____ READING TEXT
Automatic classification
TDIDF can also be applied a priori to indexing/searching to create browsable lists — hence, automatic classification. Consider Table #5 where each word is listed in a sorted TFIDF order:
Document #1 | Document #2 | Document #3 | |||
Word | TFIDF | Word | TFIDF | Word | TFIDF |
airplane | 0.326 | milton | 0.439 | building | 0.367 |
shoe | 0.261 | shakespeare | 0.293 | ceiling | 0.245 |
computer | 0.196 | car | 0.256 | cleaning | 0.245 |
perl | 0.163 | book | 0.220 | carpet | 0.184 |
chair | 0.152 | pond | 0.146 | justice | 0.163 |
justice | 0.152 | slavery | 0.146 | perl | 0.153 |
forest | 0.130 | rose | 0.122 | rose | 0.143 |
love | 0.130 | newton | 0.110 | chair | 0.122 |
might | 0.130 | chair | 0.098 | libraries | 0.122 |
rose | 0.130 | thesis | 0.073 | newton | 0.061 |
blue | 0.065 | truck | 0.073 | science | 0.061 |
thesis | 0.065 | justice | 0.049 | car | 0.031 |
Given such a list it would be possible to take the first three terms from each document and call them the most significant subject “tags”. Thus, Document #1 is about airplanes, shoes, and computers. Document #2 is about Milton, Shakespeare, and cars. Document #3 is about buildings, ceilings, and cleaning.
Probably a better way to assign “aboutness” to each document is to first denote a TFIDF lower bounds and then assign terms with greater than that score to each document. Assuming a lower bounds of 0.2, Document #1 is about airplanes and shoes. Document #2 is about Milton, Shakespeare, cars, and books. Document #3 is about buildings, ceilings, and cleaning.
Discussion and conclusion
Since the beginning, librarianship has focused on the semantics of words in order to create a cosmos from an apparent chaos. “What is this work about? Read the descriptive information regarding a work (author, title, publisher date, notes, etc.) to workout in your mind its importance.” Unfortunately, this approach leaves much up to interpretation. One person says this document is about horses, and the next person says it is about husbandry.
The mathematic approach is more objective and much more scalable. While not perfect, there is much less interpretation required with TFIDF. It is just about mathematics. Moreover, it is language independent; it is possible to weigh terms and provide relevance ranking without knowing the meaning of a single word in the index.
In actuality, the whole thing is not an either/or sort of question, but instead a both/and sort of question. Human interpretation provides an added value, definitely. At the same time the application of mathematics (”Can you say ’science?’”) proves to be quite useful too. The approaches compliment each other — they are arscient. Much of how we have used computers in libraries has simply been to automate existing processes. We have still to learn how to truly take advantage of a computer’s functionality. It can remember things a whole lot better than we can. It can add a whole lot faster than we can. Because of this it is almost trivial to calculate ( C / T ) * ( D / DF ) over an entire corpus of 2,000,000 MARC records or even 1,000,000 full text documents.
________
____ COLLECTED MATERIAL
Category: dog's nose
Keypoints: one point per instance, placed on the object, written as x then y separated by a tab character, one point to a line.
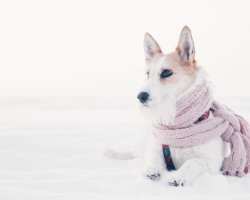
________
EXERCISE OBJECTIVE: Duplicate part of the TFIDF text word for word, beginning at the words "Discussion and conclusion" and stopping after "in the index.". The listing above comes from a separate source.

THE REPLY:
Discussion and conclusion
Since the beginning, librarianship has focused on the semantics of words in order to create a cosmos from an apparent chaos. “What is this work about? Read the descriptive information regarding a work (author, title, publisher date, notes, etc.) to workout in your mind its importance.” Unfortunately, this approach leaves much up to interpretation. One person says this document is about horses, and the next person says it is about husbandry.
The mathematic approach is more objective and much more scalable. While not perfect, there is much less interpretation required with TFIDF. It is just about mathematics. Moreover, it is language independent; it is possible to weigh terms and provide relevance ranking without knowing the meaning of a single word in the index.